_PROBLEM TO SOLVE:_
Where the word "accurate" shows up in the entries below, please copy the whole line.

*** DATA SUPPLIED Section Begins ***

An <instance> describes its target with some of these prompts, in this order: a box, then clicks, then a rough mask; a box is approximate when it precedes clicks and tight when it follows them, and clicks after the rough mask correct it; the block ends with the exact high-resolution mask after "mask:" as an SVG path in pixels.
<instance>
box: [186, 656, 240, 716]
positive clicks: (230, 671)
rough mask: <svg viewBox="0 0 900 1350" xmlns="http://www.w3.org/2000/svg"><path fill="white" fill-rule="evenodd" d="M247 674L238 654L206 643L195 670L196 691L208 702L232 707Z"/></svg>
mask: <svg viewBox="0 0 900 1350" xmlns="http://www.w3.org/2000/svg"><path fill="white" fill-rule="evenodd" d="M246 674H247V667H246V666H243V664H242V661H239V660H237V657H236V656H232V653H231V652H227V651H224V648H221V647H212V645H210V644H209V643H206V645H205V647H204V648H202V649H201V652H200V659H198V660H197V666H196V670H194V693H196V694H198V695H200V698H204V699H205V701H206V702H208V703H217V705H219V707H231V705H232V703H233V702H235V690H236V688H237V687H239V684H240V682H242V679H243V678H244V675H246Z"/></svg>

*** DATA SUPPLIED Section Ends ***
*** DATA SUPPLIED Section Begins ***

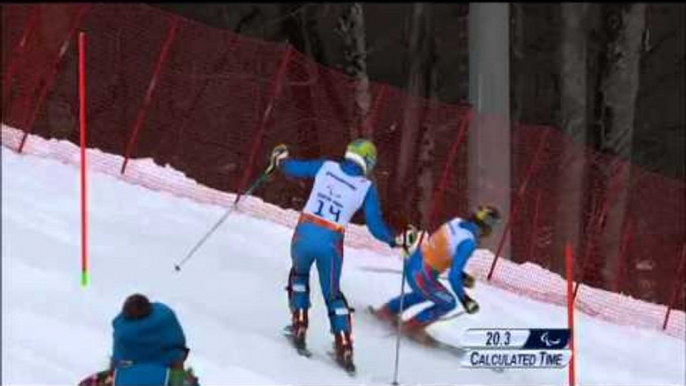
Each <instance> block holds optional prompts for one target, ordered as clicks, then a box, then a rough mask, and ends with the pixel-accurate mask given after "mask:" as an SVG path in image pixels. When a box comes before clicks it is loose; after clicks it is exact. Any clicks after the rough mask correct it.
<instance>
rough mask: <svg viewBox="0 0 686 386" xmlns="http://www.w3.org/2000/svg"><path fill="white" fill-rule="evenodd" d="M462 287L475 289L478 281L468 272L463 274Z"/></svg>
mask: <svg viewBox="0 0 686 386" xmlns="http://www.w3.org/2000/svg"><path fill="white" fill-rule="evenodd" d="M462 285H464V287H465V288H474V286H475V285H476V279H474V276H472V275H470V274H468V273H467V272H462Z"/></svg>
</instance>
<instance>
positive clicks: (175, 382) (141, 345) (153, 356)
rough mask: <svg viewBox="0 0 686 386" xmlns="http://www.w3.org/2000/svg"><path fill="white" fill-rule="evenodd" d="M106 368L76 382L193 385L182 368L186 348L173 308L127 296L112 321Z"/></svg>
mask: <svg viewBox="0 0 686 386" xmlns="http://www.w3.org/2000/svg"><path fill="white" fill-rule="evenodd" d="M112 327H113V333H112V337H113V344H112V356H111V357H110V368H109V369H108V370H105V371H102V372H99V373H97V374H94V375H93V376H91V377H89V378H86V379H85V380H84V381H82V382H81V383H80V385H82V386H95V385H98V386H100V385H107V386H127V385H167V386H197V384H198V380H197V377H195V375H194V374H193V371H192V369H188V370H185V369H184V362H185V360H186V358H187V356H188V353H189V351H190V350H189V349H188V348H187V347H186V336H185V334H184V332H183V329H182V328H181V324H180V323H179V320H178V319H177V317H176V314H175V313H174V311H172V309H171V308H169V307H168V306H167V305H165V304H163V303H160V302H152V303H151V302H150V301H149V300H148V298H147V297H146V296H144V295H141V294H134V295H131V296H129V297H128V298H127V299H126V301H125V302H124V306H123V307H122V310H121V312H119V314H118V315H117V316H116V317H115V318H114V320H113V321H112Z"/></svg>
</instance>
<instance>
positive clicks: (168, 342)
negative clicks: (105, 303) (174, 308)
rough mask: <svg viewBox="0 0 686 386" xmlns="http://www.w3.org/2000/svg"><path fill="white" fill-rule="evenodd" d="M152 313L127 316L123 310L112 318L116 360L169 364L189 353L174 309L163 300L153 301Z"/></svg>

*** DATA SUPPLIED Section Ends ***
*** DATA SUPPLIED Section Begins ***

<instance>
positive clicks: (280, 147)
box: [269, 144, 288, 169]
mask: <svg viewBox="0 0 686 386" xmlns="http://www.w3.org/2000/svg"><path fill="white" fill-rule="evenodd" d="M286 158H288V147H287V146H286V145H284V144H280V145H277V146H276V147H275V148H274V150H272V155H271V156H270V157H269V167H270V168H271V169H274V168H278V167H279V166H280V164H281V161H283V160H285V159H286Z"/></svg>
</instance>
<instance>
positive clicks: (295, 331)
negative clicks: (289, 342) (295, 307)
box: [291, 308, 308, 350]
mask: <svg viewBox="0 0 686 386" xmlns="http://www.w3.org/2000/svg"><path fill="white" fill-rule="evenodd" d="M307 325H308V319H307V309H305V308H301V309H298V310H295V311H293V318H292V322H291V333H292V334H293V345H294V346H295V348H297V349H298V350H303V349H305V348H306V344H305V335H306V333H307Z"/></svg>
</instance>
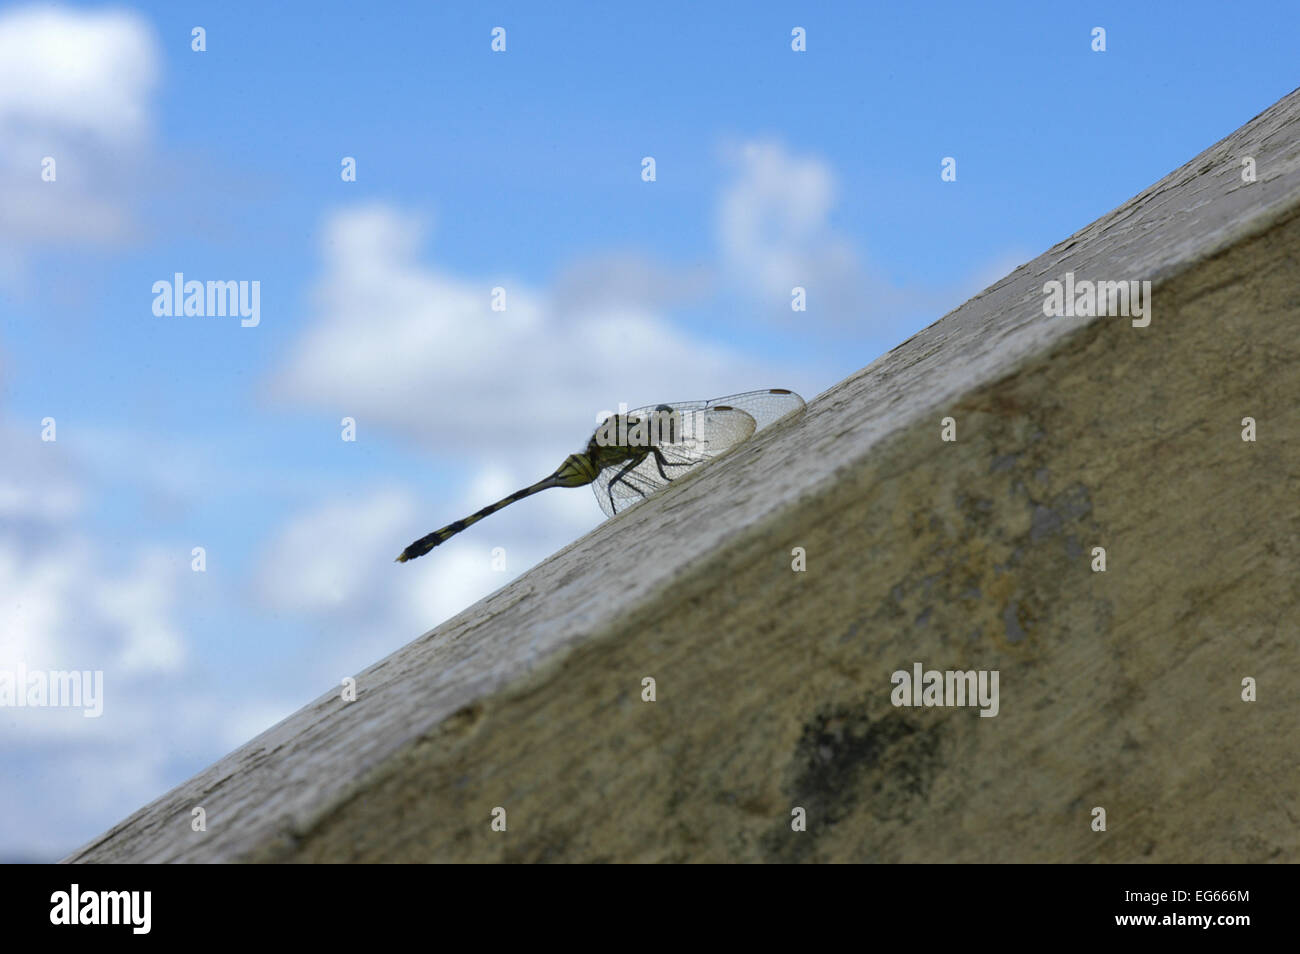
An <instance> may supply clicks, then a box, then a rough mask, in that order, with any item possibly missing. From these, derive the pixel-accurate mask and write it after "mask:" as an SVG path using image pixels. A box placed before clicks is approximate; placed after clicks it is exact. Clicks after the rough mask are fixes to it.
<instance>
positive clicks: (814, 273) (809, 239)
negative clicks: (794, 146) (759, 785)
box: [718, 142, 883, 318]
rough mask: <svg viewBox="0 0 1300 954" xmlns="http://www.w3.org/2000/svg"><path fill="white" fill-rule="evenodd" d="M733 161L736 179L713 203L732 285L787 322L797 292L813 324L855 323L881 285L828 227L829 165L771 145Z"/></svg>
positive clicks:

*** DATA SUPPLIED Section Ends ***

_SOLUTION TO THE EXERCISE:_
Each <instance> block holds optional prompts for one target, ordered as clicks, then a box, then a rough mask, and ends with the pixel-accurate mask given after "mask:" as an SVG path in image pixels. When a box comes before clicks it is loose; after clicks it is exact. Any clicks after the rough mask correct it.
An <instance> may supply clicks, then a box, then a rough mask, in that order, with any item possibly missing. From these, derive the pixel-accurate mask and write it after "mask:" as an SVG path using image pixels. A box placed before clicks is approximate; placed after clicks it is exact. Clicks after the rough mask are fixes to it.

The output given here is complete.